[Start of INPUT ROWS]

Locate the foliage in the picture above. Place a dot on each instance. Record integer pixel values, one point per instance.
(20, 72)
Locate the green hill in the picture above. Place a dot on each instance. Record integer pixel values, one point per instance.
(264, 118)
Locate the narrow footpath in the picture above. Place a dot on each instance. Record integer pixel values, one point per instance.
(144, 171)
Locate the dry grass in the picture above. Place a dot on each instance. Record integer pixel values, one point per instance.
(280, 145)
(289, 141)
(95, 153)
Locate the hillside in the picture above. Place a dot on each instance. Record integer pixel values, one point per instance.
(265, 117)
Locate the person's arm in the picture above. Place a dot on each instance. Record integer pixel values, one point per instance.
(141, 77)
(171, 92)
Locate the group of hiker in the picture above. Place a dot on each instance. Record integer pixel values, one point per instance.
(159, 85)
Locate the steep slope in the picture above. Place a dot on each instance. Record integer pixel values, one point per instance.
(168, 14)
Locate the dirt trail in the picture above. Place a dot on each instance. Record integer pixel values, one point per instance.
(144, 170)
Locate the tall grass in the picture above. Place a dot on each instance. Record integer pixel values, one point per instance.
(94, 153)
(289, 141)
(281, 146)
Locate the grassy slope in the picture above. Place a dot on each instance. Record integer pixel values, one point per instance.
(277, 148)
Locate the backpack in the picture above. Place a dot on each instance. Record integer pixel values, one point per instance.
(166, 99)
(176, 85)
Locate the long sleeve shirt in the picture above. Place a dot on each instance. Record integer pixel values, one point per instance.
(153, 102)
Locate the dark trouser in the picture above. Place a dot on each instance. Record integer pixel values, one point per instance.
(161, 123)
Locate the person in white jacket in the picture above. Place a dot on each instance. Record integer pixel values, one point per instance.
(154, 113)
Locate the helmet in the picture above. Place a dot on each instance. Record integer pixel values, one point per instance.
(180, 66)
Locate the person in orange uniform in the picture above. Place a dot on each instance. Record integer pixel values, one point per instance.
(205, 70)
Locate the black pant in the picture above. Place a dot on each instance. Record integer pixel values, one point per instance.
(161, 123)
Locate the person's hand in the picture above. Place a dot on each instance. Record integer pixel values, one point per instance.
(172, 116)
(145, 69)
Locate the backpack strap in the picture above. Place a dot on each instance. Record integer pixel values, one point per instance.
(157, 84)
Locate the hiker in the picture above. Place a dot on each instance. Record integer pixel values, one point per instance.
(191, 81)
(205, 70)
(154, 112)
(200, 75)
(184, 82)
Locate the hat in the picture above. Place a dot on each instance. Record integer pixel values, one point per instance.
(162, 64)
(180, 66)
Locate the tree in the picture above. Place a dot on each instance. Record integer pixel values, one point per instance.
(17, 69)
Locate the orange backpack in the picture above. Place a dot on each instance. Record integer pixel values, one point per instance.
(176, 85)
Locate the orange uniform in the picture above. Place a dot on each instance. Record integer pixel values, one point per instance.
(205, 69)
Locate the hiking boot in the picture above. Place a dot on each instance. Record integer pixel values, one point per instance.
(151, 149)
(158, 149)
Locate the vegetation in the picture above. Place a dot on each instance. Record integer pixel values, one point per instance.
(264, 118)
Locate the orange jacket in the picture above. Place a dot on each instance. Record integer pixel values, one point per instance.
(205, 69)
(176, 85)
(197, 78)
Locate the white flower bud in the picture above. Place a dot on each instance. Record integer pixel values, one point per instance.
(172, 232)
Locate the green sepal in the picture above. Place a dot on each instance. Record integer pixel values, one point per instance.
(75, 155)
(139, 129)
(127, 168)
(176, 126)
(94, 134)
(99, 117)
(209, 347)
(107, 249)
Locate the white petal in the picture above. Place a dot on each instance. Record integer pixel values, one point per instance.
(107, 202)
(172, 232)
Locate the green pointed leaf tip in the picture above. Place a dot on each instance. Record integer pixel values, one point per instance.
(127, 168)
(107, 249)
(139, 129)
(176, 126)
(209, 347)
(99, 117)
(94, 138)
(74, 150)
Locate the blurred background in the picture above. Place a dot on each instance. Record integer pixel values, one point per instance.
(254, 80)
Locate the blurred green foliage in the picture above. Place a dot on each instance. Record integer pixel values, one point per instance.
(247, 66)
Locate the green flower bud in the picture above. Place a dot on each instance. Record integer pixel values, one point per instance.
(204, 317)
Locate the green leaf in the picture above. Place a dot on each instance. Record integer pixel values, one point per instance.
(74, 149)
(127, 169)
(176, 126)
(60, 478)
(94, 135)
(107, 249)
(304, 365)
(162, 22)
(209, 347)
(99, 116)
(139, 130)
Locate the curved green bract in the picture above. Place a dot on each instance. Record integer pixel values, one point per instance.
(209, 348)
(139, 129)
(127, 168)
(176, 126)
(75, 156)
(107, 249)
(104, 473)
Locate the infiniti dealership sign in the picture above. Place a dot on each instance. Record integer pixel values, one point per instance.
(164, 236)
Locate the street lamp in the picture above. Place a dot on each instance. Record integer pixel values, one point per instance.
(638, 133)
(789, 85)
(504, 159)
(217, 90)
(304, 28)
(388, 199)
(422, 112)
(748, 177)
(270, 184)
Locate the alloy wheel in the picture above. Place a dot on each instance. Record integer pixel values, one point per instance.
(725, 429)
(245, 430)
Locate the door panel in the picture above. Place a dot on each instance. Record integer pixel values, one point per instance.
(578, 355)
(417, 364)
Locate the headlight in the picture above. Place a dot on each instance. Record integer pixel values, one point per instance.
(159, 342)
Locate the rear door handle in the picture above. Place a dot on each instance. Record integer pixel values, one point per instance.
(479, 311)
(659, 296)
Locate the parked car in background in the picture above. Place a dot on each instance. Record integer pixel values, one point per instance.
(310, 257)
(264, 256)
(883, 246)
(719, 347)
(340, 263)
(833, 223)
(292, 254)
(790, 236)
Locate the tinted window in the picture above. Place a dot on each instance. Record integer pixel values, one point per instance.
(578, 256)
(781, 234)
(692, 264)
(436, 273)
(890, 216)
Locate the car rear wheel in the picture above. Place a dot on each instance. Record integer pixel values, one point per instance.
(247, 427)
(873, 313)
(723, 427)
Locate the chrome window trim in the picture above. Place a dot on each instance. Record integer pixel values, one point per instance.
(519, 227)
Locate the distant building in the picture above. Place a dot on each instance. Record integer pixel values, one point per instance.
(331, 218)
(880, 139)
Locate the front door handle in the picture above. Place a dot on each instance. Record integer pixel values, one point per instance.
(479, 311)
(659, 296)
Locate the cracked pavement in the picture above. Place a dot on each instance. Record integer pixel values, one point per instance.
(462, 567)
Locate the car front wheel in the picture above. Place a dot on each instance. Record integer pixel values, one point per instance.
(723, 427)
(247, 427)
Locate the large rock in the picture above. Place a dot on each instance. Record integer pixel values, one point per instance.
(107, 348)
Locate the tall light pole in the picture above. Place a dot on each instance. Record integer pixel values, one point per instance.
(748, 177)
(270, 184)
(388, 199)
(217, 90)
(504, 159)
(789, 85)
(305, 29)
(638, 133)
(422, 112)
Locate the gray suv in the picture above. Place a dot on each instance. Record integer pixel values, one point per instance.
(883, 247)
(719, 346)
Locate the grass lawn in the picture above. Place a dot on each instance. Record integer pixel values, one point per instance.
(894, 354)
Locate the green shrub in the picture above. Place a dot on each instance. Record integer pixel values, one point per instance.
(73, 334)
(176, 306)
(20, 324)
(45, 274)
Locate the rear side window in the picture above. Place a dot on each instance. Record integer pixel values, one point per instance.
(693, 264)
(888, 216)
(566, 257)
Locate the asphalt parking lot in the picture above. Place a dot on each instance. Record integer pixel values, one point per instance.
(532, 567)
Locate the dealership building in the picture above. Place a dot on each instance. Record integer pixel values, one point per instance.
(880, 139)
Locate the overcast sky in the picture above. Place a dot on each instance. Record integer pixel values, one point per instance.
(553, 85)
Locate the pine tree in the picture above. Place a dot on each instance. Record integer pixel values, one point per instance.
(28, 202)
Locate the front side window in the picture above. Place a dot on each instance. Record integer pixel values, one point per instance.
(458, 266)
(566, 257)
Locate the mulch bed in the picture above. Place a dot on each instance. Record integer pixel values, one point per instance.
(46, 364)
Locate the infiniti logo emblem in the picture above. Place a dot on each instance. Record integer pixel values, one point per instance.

[End of INPUT ROWS]

_TASK TO CARRY OUT_
Copy out the part of the records that opens with the line containing "Locate the mulch" and closes with the final line of the records, keeping both of those lines.

_COMPLETED TASK_
Locate the mulch bed in the picture above. Place a dot on each instance. Record integer pixel values, one point per instance.
(46, 364)
Locate the infiniti logo emblem in the picture above. Place a dot on each instance. Record integer pixel values, one point per instance.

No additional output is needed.